FAÇA ISTO: Transcreva o trecho do texto sobre prescrição no Direito Autoral de "Desde 1916, com" até "norma legal vigente.".

TEXTO FORNECIDO:
========
Direito Civil

Prazos e considerações relativos à prescrição no Direito Autoral

Prazos e considerações relativos à prescrição no Direito Autoral

 

 

Diogo Dias Teixeira

 

 

 

Desde 1916, com o advento da Lei 3.071/16, que instituiu o Código Civil, as ações civis relativas às ofensas aos Direitos Autorais tiveram seu prazo prescricional alterado diversas vezes. As alterações feitas pelo legislador, contudo, nem sempre foram adequadas. Em determinado período, por exemplo, a matéria ficou sem norma legal vigente.

 

A fim de melhor entender as conseqüências e implicações dessas alterações, cabe retroceder na evolução do prazo prescricional relativo à matéria. Retrocessão essa, que deve ter como marco inicial o Código Civil de 1916, que fez nascer a complexidade do estudo.
========
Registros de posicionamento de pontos
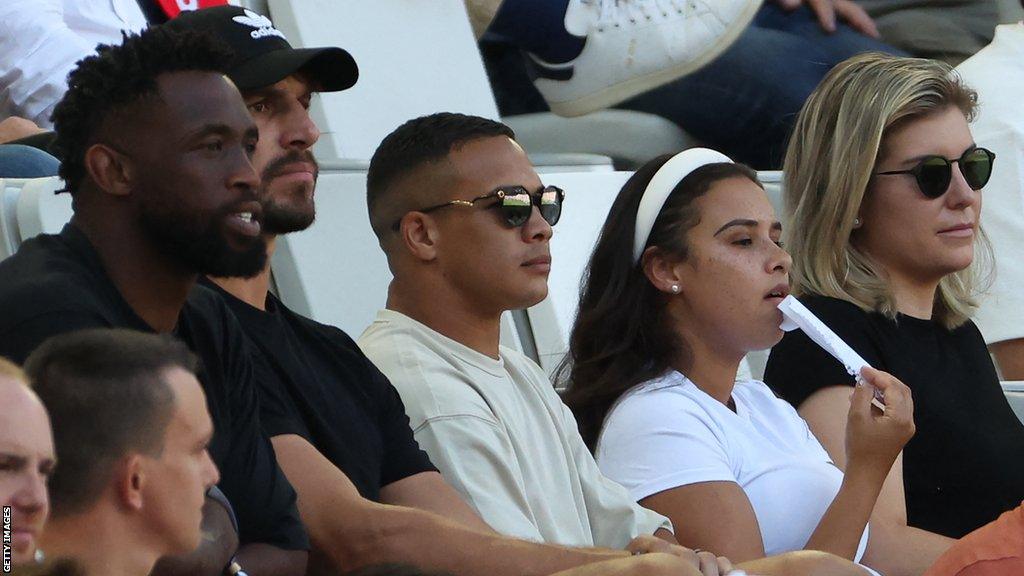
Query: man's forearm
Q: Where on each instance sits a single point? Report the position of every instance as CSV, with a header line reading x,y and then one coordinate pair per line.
x,y
216,546
393,534
264,560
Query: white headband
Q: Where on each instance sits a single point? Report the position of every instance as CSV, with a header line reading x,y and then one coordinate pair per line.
x,y
665,180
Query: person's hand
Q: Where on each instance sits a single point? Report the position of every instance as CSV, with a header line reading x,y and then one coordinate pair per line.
x,y
15,127
875,437
708,563
828,11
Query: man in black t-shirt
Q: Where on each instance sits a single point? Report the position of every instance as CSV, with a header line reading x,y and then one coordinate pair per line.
x,y
156,146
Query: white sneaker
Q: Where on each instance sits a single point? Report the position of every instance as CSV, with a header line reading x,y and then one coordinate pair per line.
x,y
635,45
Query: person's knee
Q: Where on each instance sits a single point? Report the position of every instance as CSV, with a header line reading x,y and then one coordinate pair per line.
x,y
814,563
657,565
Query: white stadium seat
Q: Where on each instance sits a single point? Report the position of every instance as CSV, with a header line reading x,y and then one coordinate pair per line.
x,y
40,210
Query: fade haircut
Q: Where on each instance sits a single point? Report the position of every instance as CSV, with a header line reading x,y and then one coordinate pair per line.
x,y
120,76
421,140
107,395
12,371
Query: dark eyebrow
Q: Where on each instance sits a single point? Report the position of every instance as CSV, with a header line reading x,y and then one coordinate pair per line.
x,y
736,222
271,92
916,159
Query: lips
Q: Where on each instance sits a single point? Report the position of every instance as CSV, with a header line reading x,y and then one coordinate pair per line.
x,y
246,218
960,231
540,263
778,292
296,170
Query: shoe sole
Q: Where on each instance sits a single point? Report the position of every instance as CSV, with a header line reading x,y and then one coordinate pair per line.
x,y
609,96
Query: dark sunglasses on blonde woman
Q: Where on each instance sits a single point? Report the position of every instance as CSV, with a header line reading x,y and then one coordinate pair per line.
x,y
935,172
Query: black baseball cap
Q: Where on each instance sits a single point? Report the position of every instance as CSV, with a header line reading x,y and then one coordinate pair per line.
x,y
262,54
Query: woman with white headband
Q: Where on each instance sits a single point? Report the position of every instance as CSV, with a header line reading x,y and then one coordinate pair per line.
x,y
684,281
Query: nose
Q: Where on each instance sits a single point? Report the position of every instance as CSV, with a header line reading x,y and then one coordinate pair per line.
x,y
960,195
299,130
243,174
536,229
778,260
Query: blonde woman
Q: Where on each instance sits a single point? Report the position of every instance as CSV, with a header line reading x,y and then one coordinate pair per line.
x,y
883,196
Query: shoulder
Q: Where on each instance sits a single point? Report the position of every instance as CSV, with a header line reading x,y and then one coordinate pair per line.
x,y
670,399
46,277
433,384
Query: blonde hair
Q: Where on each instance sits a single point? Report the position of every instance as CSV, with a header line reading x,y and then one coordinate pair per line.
x,y
836,144
11,370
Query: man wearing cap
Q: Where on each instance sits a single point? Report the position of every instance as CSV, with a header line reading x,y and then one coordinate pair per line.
x,y
157,151
367,492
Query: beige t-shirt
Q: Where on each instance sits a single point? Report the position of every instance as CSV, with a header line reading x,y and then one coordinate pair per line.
x,y
501,436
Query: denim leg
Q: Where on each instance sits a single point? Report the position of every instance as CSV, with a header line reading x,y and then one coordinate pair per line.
x,y
537,27
17,161
744,101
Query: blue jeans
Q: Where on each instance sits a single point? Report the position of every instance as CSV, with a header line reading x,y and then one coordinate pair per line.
x,y
743,103
17,161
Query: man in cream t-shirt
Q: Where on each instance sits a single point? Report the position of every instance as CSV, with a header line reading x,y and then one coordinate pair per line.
x,y
465,222
488,417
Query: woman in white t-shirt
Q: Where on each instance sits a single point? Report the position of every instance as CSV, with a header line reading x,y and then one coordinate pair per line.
x,y
685,280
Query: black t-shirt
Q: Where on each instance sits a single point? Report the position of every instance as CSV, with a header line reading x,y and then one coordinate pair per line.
x,y
56,284
326,391
965,465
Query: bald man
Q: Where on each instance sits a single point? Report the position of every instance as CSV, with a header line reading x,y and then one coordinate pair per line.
x,y
26,461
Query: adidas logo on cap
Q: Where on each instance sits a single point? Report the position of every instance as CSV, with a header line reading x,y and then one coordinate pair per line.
x,y
262,25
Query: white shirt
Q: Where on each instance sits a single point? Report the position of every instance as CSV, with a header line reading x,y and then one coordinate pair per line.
x,y
996,72
668,433
41,41
501,436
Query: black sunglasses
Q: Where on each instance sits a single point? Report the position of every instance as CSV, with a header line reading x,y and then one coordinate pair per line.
x,y
935,172
515,204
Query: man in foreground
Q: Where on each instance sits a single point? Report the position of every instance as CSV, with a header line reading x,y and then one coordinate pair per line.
x,y
156,149
131,429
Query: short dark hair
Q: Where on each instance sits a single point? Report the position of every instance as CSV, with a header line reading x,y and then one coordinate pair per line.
x,y
421,140
119,76
622,335
107,397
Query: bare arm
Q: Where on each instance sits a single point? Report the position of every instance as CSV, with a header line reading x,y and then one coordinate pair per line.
x,y
894,547
428,491
215,549
1010,356
354,532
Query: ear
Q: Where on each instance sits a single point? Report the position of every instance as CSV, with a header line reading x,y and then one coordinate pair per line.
x,y
110,169
420,236
660,271
129,482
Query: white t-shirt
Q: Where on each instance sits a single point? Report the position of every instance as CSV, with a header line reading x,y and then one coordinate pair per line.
x,y
501,436
997,74
668,433
41,40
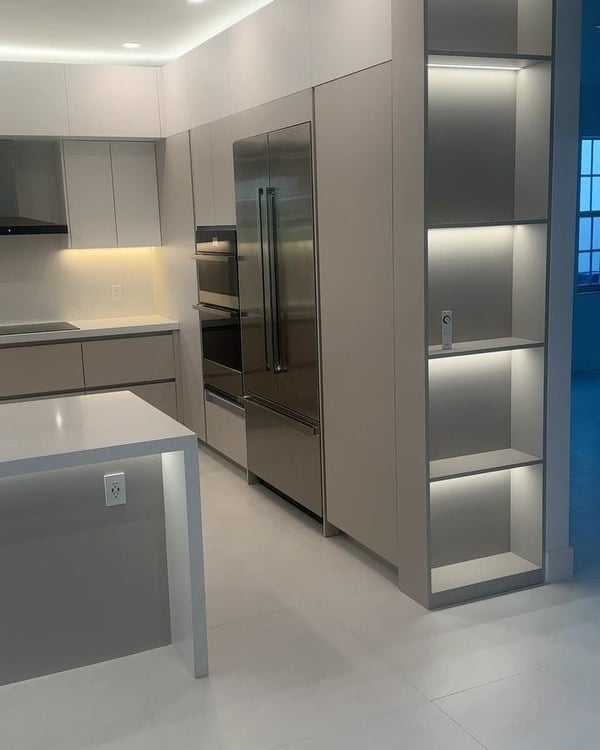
========
RESPOSTA DO EXERCÍCIO:
Desde 1916, com o advento da Lei 3.071/16, que instituiu o Código Civil, as ações civis relativas às ofensas aos Direitos Autorais tiveram seu prazo prescricional alterado diversas vezes. As alterações feitas pelo legislador, contudo, nem sempre foram adequadas. Em determinado período, por exemplo, a matéria ficou sem norma legal vigente.